_The problem_
Express the lines of the items below as a JSON list of strings, one string per line and blank lines omitted, starting with the line that contains "Task: Indicate the woman" and continuing through the end of the items.

=== Information shown ===

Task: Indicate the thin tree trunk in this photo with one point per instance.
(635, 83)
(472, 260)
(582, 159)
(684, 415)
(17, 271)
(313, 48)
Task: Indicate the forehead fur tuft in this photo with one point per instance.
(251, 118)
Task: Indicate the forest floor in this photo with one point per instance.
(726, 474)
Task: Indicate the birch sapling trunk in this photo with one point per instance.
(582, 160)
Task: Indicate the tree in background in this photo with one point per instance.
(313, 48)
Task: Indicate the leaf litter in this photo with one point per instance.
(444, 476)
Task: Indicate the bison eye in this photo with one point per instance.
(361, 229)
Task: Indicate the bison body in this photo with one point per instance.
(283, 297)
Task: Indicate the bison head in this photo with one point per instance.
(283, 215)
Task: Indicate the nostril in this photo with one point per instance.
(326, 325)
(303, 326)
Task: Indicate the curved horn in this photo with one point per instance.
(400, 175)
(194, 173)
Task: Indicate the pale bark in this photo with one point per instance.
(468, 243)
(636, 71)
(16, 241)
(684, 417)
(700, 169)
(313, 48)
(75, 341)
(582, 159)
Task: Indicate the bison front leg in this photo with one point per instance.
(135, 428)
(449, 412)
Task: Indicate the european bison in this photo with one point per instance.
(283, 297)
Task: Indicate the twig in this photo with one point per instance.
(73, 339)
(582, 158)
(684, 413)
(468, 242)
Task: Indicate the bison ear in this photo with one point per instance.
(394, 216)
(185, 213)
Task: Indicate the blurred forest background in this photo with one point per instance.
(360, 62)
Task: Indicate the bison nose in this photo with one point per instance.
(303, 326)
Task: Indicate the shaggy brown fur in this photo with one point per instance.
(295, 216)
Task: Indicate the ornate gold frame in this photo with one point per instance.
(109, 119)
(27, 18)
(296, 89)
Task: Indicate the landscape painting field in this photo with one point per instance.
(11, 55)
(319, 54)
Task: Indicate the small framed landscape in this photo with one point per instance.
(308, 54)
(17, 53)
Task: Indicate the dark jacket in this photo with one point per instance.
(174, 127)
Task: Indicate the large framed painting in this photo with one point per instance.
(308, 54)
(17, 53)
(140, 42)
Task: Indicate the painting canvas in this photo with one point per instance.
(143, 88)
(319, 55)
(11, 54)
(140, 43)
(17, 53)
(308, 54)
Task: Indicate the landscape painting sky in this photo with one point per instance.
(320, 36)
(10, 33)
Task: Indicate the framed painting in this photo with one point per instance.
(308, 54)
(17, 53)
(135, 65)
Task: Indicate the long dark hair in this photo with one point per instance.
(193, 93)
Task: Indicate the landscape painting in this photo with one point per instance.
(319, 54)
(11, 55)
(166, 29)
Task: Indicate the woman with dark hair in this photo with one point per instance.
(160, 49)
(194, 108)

===

_Answer to this exercise_
[
  "Task: Indicate the woman with dark hair in this photo with one point per instance.",
  "(160, 49)",
  "(194, 108)"
]